Problem description> Rewrite the data below with every occurrence of "rough mask" changed to "coarse mask", keeping everything else the same and leaving out the pictures.

Data listing>
********************
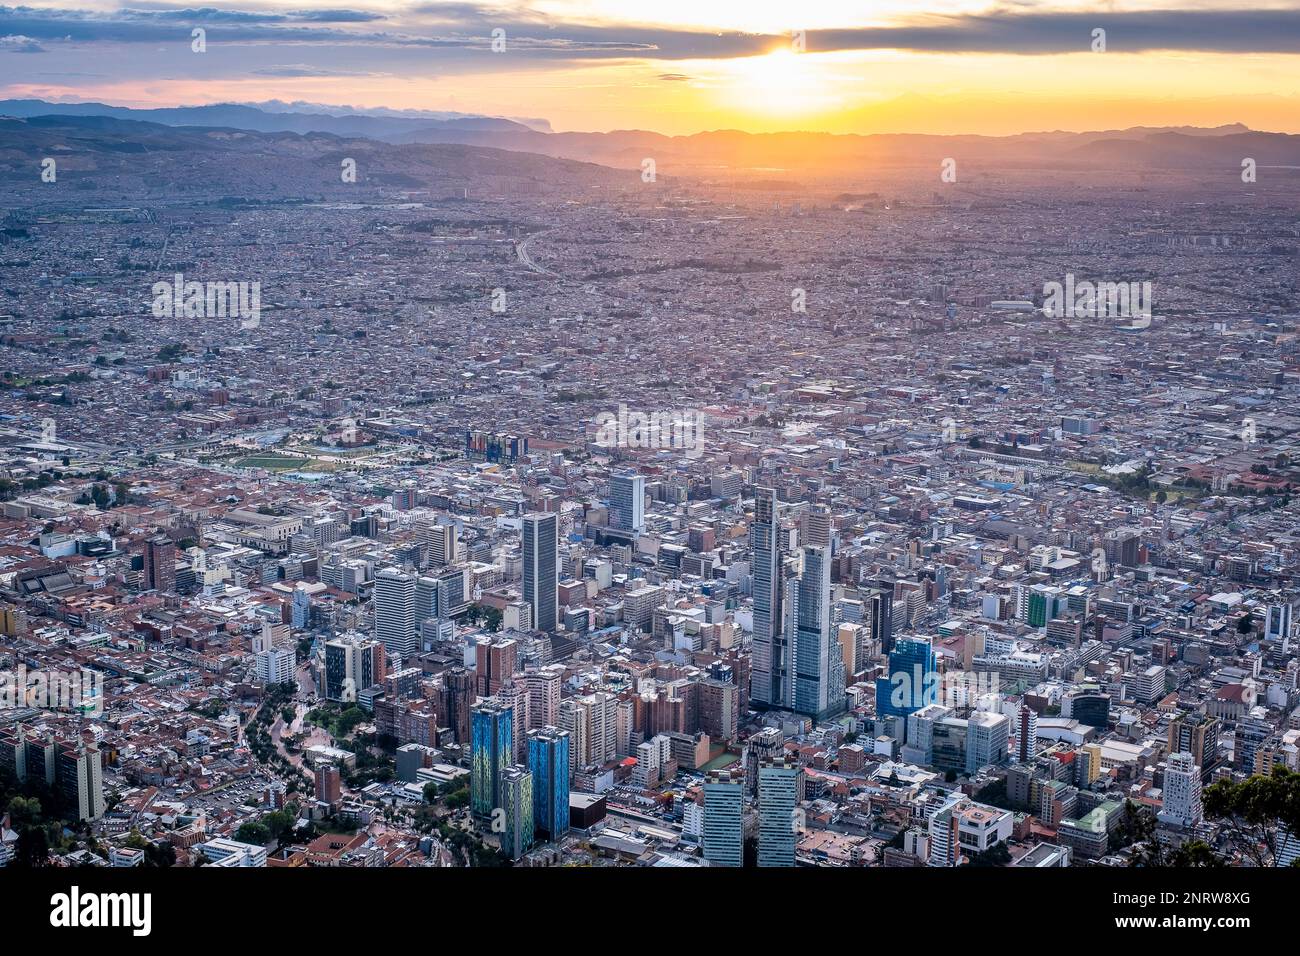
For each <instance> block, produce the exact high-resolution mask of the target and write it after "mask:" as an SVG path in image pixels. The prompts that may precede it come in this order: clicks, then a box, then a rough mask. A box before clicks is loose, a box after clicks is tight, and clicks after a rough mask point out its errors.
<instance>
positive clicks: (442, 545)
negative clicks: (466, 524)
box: [424, 524, 458, 567]
mask: <svg viewBox="0 0 1300 956" xmlns="http://www.w3.org/2000/svg"><path fill="white" fill-rule="evenodd" d="M424 542H425V554H426V555H428V561H429V563H430V564H432V566H434V567H442V566H443V564H455V563H456V545H458V541H456V525H455V524H429V525H426V527H425V529H424Z"/></svg>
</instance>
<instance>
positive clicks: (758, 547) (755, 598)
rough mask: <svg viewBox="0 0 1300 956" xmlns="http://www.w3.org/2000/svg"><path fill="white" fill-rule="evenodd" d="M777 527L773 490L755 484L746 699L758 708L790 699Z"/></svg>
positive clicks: (789, 703) (778, 520)
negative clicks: (781, 629)
mask: <svg viewBox="0 0 1300 956" xmlns="http://www.w3.org/2000/svg"><path fill="white" fill-rule="evenodd" d="M779 531H780V528H779V510H777V501H776V492H774V490H772V489H771V488H759V489H758V490H757V492H755V494H754V520H753V523H751V524H750V527H749V536H750V546H751V548H753V563H751V574H753V579H754V584H753V591H754V639H753V644H751V648H753V652H751V671H750V700H751V701H753V702H754V704H755V705H757V706H759V708H785V706H788V705H789V704H790V702H792V696H790V695H789V693H788V685H787V680H788V670H787V666H788V665H787V644H785V640H784V635H783V632H781V627H783V622H784V614H783V609H781V604H783V598H784V594H783V591H784V588H783V580H781V579H783V575H781V563H783V562H781V548H780V544H779V541H777V535H779Z"/></svg>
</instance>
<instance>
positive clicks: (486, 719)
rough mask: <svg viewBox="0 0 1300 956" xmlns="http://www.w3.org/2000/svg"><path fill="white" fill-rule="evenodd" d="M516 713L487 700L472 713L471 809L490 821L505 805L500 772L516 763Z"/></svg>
mask: <svg viewBox="0 0 1300 956" xmlns="http://www.w3.org/2000/svg"><path fill="white" fill-rule="evenodd" d="M513 715H515V714H513V710H511V708H508V706H504V705H503V704H502V702H500V701H499V700H497V698H495V697H484V698H482V700H481V701H478V702H477V704H476V705H474V709H473V711H471V739H472V744H471V763H469V809H471V812H472V813H473V814H474V816H476V817H480V818H490V817H491V816H493V810H495V809H497V808H499V806H502V801H500V771H502V770H504V769H506V767H508V766H510V765H511V763H513V762H515V761H513V753H512V747H513V721H512V718H513Z"/></svg>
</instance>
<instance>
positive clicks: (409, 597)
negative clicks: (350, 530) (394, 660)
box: [374, 567, 420, 661]
mask: <svg viewBox="0 0 1300 956" xmlns="http://www.w3.org/2000/svg"><path fill="white" fill-rule="evenodd" d="M374 636H376V637H377V639H378V640H380V641H381V643H382V644H383V649H385V650H386V652H387V654H389V657H391V658H400V659H402V661H407V659H409V658H411V657H413V656H415V653H416V652H417V650H419V649H420V645H419V641H417V639H416V630H415V578H412V576H411V575H408V574H403V572H402V571H399V570H398V568H395V567H387V568H383V570H382V571H380V572H378V574H377V575H374Z"/></svg>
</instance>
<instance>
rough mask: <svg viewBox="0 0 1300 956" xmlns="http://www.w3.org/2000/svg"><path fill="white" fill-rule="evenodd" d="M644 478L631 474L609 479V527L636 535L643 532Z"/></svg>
********************
Exercise output>
For each <instance> block, produce the exact high-resolution mask of the target and write it after "mask:" as an SVG path in image pixels. The prompts that may precede it come in this order: clicks, then a box, then a coarse mask. A box before clicks is loose, a box after clicks is tight, and clicks after a coarse mask point out its errors.
<instance>
positive clicks: (442, 545)
negative clicks: (466, 524)
box: [424, 524, 458, 567]
mask: <svg viewBox="0 0 1300 956" xmlns="http://www.w3.org/2000/svg"><path fill="white" fill-rule="evenodd" d="M424 542H425V554H426V555H428V561H429V563H430V564H432V566H434V567H442V566H443V564H455V563H456V545H458V541H456V525H455V524H429V525H426V527H425V529H424Z"/></svg>
</instance>
<instance>
positive clicks: (758, 547) (755, 598)
coarse mask: <svg viewBox="0 0 1300 956" xmlns="http://www.w3.org/2000/svg"><path fill="white" fill-rule="evenodd" d="M777 527L773 490L755 484L746 699L758 708L790 699Z"/></svg>
positive clicks: (789, 703) (778, 520)
negative clicks: (781, 629)
mask: <svg viewBox="0 0 1300 956" xmlns="http://www.w3.org/2000/svg"><path fill="white" fill-rule="evenodd" d="M779 531H780V528H779V510H777V501H776V492H774V490H772V489H771V488H759V489H758V490H757V492H755V494H754V520H753V523H751V524H750V527H749V536H750V546H751V548H753V563H751V574H753V579H754V584H753V591H754V639H753V644H751V648H753V652H751V671H750V700H751V701H753V702H754V704H755V705H757V706H759V708H785V706H788V705H789V704H790V702H792V696H790V695H789V693H788V685H787V680H788V670H787V666H788V665H787V644H785V640H784V635H783V632H781V627H783V622H784V614H783V609H781V604H783V598H784V594H783V591H784V588H783V580H781V579H783V575H781V563H783V562H781V548H780V544H779V541H777V535H779Z"/></svg>
</instance>
<instance>
positive clicks: (486, 719)
coarse mask: <svg viewBox="0 0 1300 956" xmlns="http://www.w3.org/2000/svg"><path fill="white" fill-rule="evenodd" d="M516 713L487 700L472 713L471 809L490 821L505 805L500 772L516 763Z"/></svg>
mask: <svg viewBox="0 0 1300 956" xmlns="http://www.w3.org/2000/svg"><path fill="white" fill-rule="evenodd" d="M513 715H515V714H513V710H511V708H508V706H504V705H503V704H502V702H500V701H499V700H497V698H495V697H484V698H482V700H481V701H478V702H477V704H476V705H474V709H473V711H471V739H472V744H471V763H469V809H471V812H472V813H473V814H474V816H476V817H480V818H490V817H491V816H493V810H495V809H497V808H499V806H502V801H500V771H502V770H504V769H506V767H508V766H510V765H511V763H513V762H515V761H513V753H512V747H513V721H512V718H513Z"/></svg>
</instance>
<instance>
positive clicks: (409, 597)
negative clicks: (350, 530) (394, 660)
box: [374, 567, 420, 661]
mask: <svg viewBox="0 0 1300 956" xmlns="http://www.w3.org/2000/svg"><path fill="white" fill-rule="evenodd" d="M374 636H376V637H377V639H378V640H380V641H381V643H382V644H383V649H385V650H386V652H387V654H389V657H391V658H400V659H402V661H407V659H409V658H411V657H413V656H415V653H416V652H417V650H419V649H420V645H419V641H417V639H416V630H415V578H412V576H411V575H408V574H403V572H402V571H399V570H398V568H395V567H387V568H383V570H382V571H380V572H378V574H377V575H374Z"/></svg>
</instance>
<instance>
coarse mask: <svg viewBox="0 0 1300 956" xmlns="http://www.w3.org/2000/svg"><path fill="white" fill-rule="evenodd" d="M644 478L631 474L609 479V527L636 535L643 532Z"/></svg>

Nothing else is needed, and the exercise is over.